Work to be completed.
Lay out every row below as a two-column CSV with the headers text and answer, one CSV line per row. Put each row's text and its answer in a single quoted field with line breaks replaced by spaces, and leave out the pictures.
--- BEGIN Data to process ---
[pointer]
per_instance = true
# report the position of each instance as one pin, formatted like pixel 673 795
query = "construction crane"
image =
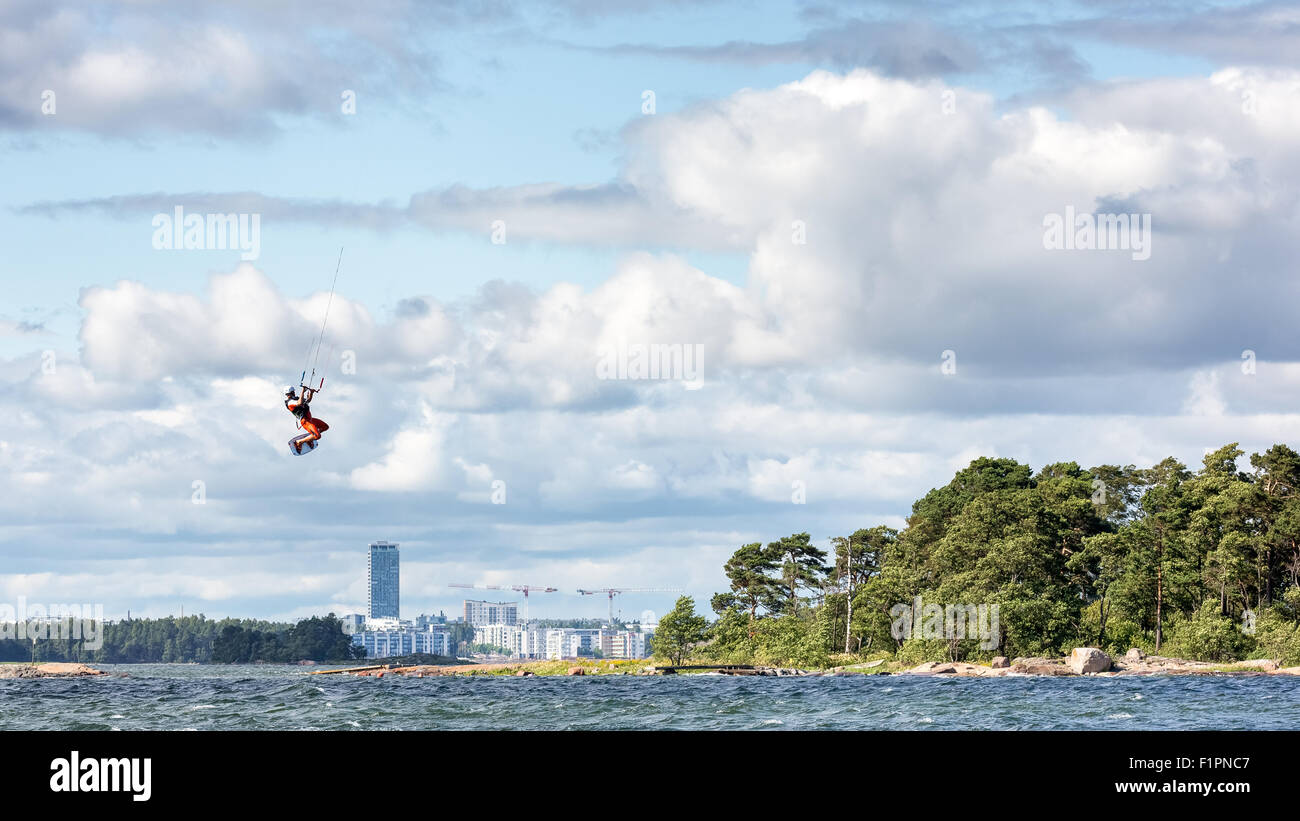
pixel 614 591
pixel 523 589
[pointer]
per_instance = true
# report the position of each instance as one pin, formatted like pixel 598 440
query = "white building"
pixel 482 613
pixel 386 643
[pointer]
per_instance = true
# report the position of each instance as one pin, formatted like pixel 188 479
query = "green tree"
pixel 680 630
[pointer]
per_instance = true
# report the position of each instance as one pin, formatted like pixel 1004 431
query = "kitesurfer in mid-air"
pixel 302 411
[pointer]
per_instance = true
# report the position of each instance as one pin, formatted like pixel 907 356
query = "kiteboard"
pixel 307 448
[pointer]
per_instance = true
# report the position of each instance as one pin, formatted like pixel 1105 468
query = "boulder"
pixel 1088 660
pixel 1266 665
pixel 1040 667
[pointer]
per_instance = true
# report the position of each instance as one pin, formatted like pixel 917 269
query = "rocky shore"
pixel 1092 661
pixel 53 669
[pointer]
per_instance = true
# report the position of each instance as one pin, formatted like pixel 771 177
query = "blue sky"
pixel 822 364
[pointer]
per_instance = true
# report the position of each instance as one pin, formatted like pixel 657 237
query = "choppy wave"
pixel 277 698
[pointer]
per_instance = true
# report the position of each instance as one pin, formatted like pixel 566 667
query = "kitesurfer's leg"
pixel 311 428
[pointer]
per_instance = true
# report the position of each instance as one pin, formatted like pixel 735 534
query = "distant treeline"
pixel 1195 564
pixel 194 639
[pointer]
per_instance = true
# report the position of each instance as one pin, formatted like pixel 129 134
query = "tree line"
pixel 1200 564
pixel 191 639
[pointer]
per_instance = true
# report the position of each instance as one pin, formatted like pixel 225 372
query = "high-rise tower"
pixel 382 574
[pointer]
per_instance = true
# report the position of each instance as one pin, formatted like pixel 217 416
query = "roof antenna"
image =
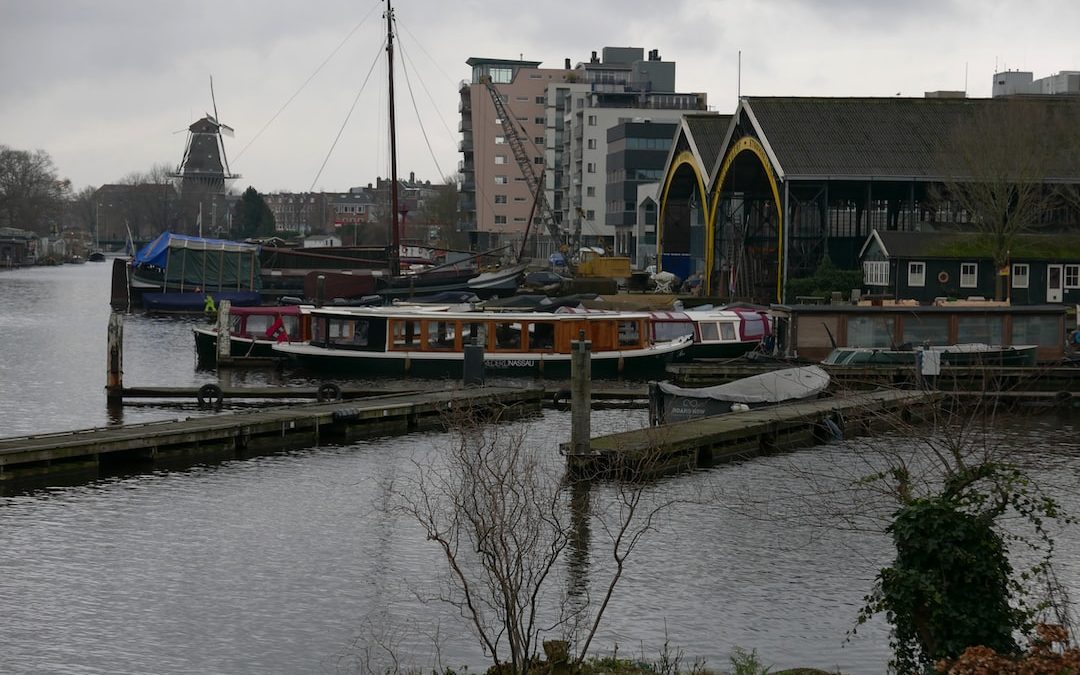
pixel 739 78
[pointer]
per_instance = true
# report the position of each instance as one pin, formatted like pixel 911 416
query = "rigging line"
pixel 430 97
pixel 423 132
pixel 352 108
pixel 433 62
pixel 306 82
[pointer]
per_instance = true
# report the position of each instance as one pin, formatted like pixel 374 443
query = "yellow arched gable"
pixel 748 144
pixel 684 158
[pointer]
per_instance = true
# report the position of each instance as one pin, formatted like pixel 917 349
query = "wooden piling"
pixel 115 367
pixel 581 393
pixel 224 343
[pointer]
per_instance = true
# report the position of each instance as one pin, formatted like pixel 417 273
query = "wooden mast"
pixel 393 258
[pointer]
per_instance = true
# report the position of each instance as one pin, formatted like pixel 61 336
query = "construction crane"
pixel 532 179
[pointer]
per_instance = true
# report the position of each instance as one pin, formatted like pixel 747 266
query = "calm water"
pixel 288 564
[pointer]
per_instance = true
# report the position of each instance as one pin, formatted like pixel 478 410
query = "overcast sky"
pixel 106 86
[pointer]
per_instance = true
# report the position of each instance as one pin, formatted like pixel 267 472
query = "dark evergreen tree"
pixel 252 217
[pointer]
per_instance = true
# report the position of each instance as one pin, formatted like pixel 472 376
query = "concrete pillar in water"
pixel 581 393
pixel 224 343
pixel 115 367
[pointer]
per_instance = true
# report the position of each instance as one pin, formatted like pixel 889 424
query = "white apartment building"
pixel 564 116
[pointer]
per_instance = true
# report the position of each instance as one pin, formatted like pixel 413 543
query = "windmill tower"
pixel 204 176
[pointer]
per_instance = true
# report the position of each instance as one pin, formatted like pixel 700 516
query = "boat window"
pixel 541 336
pixel 475 334
pixel 871 331
pixel 319 331
pixel 441 335
pixel 922 329
pixel 665 331
pixel 1044 331
pixel 630 333
pixel 257 324
pixel 985 329
pixel 508 335
pixel 406 334
pixel 347 333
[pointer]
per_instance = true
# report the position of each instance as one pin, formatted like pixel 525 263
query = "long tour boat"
pixel 422 342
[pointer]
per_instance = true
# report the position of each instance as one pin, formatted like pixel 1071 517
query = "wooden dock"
pixel 706 441
pixel 46 459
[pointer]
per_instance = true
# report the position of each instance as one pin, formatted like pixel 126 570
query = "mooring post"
pixel 581 393
pixel 115 368
pixel 224 343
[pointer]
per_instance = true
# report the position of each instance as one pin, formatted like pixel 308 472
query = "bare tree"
pixel 1003 164
pixel 31 196
pixel 503 518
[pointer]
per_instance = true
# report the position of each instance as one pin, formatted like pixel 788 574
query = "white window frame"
pixel 917 274
pixel 969 274
pixel 876 272
pixel 1071 277
pixel 1021 275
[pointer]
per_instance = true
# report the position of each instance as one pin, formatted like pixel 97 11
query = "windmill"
pixel 204 172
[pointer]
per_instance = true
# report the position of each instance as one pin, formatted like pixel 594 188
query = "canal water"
pixel 293 564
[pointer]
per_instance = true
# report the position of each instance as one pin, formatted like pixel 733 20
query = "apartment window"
pixel 916 274
pixel 1072 275
pixel 969 275
pixel 1021 275
pixel 876 272
pixel 501 76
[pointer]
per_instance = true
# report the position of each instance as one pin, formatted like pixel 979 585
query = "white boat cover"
pixel 772 387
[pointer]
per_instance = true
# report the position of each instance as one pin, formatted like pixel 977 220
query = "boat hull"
pixel 631 365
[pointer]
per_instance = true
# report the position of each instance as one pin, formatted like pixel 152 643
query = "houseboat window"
pixel 666 331
pixel 876 272
pixel 925 329
pixel 916 274
pixel 969 275
pixel 441 335
pixel 871 331
pixel 542 337
pixel 1045 331
pixel 347 333
pixel 986 329
pixel 1072 275
pixel 475 334
pixel 406 334
pixel 508 335
pixel 1020 275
--- END Data to process ---
Result of this exercise.
text,answer
"[pointer] per_instance = true # report the position of each instance as one pin, formatted like pixel 673 795 query = ""construction crane"" image =","pixel 614 591 pixel 523 589"
"[pointer] per_instance = true # report the position of each instance as one pin, formatted like pixel 598 440 query = ""white building""","pixel 482 613 pixel 386 643"
"[pointer] per_instance = true # report the position of each instance as one pin, formatted like pixel 188 479 query = ""green tree""","pixel 680 630"
"[pointer] per_instance = true # report the position of each instance as one pin, formatted like pixel 1004 431 query = ""kitesurfer in mid-air""","pixel 302 411"
"[pointer] per_instance = true # report the position of each instance as one pin, formatted like pixel 907 356 query = ""kiteboard""","pixel 307 448"
"[pointer] per_instance = true # report the position of each instance as one pin, formatted like pixel 1105 468 query = ""boulder""","pixel 1088 660 pixel 1266 665 pixel 1040 667"
"[pointer] per_instance = true # report the position of each instance as one pin, formatted like pixel 917 269 query = ""rocky shore""","pixel 1092 661 pixel 53 669"
"[pointer] per_instance = true # report the position of each instance as one pin, formatted like pixel 771 177 query = ""blue sky""","pixel 822 364"
"[pointer] per_instance = true # report the position of each instance as one pin, formatted like pixel 657 237 query = ""choppy wave""","pixel 277 698"
"[pointer] per_instance = true # report the position of each instance as one pin, formatted like pixel 566 667 query = ""kitesurfer's leg""","pixel 311 428"
"[pointer] per_instance = true # report the position of each instance as one pin, formatted like pixel 735 534 query = ""distant treeline""","pixel 1195 564 pixel 194 639"
"[pointer] per_instance = true # report the position of each instance as one pin, formatted like pixel 129 134 query = ""tree line""","pixel 1200 564 pixel 191 639"
"[pointer] per_instance = true # report the position of each instance as one pin, formatted like pixel 225 372 query = ""high-rise tower""","pixel 382 574"
"[pointer] per_instance = true # report the position of each instance as one pin, formatted like pixel 217 416 query = ""roof antenna"" image =","pixel 739 78"
"[pointer] per_instance = true # report the position of each instance as one pin, formatted like pixel 911 416 query = ""rigging line""","pixel 430 97 pixel 423 132 pixel 352 108 pixel 433 62 pixel 306 82"
"[pointer] per_instance = true # report the position of each instance as one pin, formatted like pixel 374 443 query = ""yellow arched gable""","pixel 748 144 pixel 684 158"
"[pointer] per_instance = true # report the position of each instance as one pin, formatted like pixel 917 349 query = ""wooden piling""","pixel 115 367 pixel 581 393 pixel 224 343"
"[pointer] per_instance = true # report the position of each instance as one pin, formatted like pixel 417 273 query = ""wooden mast""","pixel 393 258"
"[pointer] per_instance = true # report the position of each instance as one pin, formatted like pixel 61 336 query = ""construction crane""","pixel 532 179"
"[pointer] per_instance = true # report the position of each instance as one pin, formatted like pixel 747 266 query = ""calm water""","pixel 288 564"
"[pointer] per_instance = true # report the position of each instance as one pin, formatted like pixel 478 410 query = ""overcast sky""","pixel 106 86"
"[pointer] per_instance = true # report the position of each instance as one pin, formatted like pixel 267 472 query = ""dark evergreen tree""","pixel 252 217"
"[pointer] per_instance = true # report the position of each instance as one pin, formatted like pixel 472 376 query = ""concrete pillar in water""","pixel 581 393 pixel 224 343 pixel 115 367"
"[pointer] per_instance = true # report the position of each instance as one pin, formatted like pixel 889 424 query = ""white apartment building""","pixel 564 116"
"[pointer] per_instance = true # report the position of each instance as one pin, formatted like pixel 413 543 query = ""windmill tower""","pixel 204 176"
"[pointer] per_instance = true # report the position of each instance as one pin, formatted like pixel 700 516 query = ""boat window""","pixel 541 336 pixel 475 334 pixel 871 331 pixel 319 331 pixel 441 335 pixel 922 329 pixel 665 331 pixel 1044 331 pixel 630 333 pixel 257 324 pixel 985 329 pixel 508 335 pixel 406 334 pixel 347 333"
"[pointer] per_instance = true # report the position of each instance as one pin, formatted like pixel 525 263 query = ""long tour boat""","pixel 422 342"
"[pointer] per_instance = true # report the position of each instance as one pin, formatted like pixel 1071 517 query = ""wooden dock""","pixel 706 441 pixel 46 459"
"[pointer] per_instance = true # report the position of each instance as one pin, formatted like pixel 126 570 query = ""mooring post""","pixel 581 393 pixel 115 368 pixel 224 343"
"[pointer] per_instance = true # report the position of each instance as one pin, formatted like pixel 308 472 query = ""bare tree""","pixel 1003 164 pixel 31 196 pixel 503 518"
"[pointer] per_instance = true # report the position of each instance as one pin, formatted like pixel 788 574 query = ""white window frame""","pixel 917 274 pixel 969 274 pixel 876 272 pixel 1071 277 pixel 1021 275"
"[pointer] per_instance = true # report the position of each instance as one pin, formatted like pixel 97 11 query = ""windmill""","pixel 204 172"
"[pointer] per_instance = true # report the position of each instance as one pin, formatted like pixel 594 188 query = ""canal water""","pixel 293 564"
"[pointer] per_instance = true # report the position of each instance as one pin, formatted like pixel 733 20 query = ""apartment window""","pixel 916 274 pixel 1072 275 pixel 969 275 pixel 1021 275 pixel 876 272 pixel 501 76"
"[pointer] per_instance = true # report the position of each instance as one pin, formatted like pixel 979 585 query = ""white boat cover""","pixel 772 387"
"[pointer] per_instance = true # report the position of each instance as one pin, formatted like pixel 977 220 query = ""boat hull""","pixel 631 365"
"[pointer] per_instance = true # report the position of each instance as one pin, formatted like pixel 152 643 query = ""houseboat window""","pixel 666 331 pixel 876 272 pixel 925 329 pixel 916 274 pixel 969 275 pixel 441 335 pixel 871 331 pixel 542 337 pixel 1045 331 pixel 347 333 pixel 986 329 pixel 1072 275 pixel 475 334 pixel 406 334 pixel 508 335 pixel 1020 275"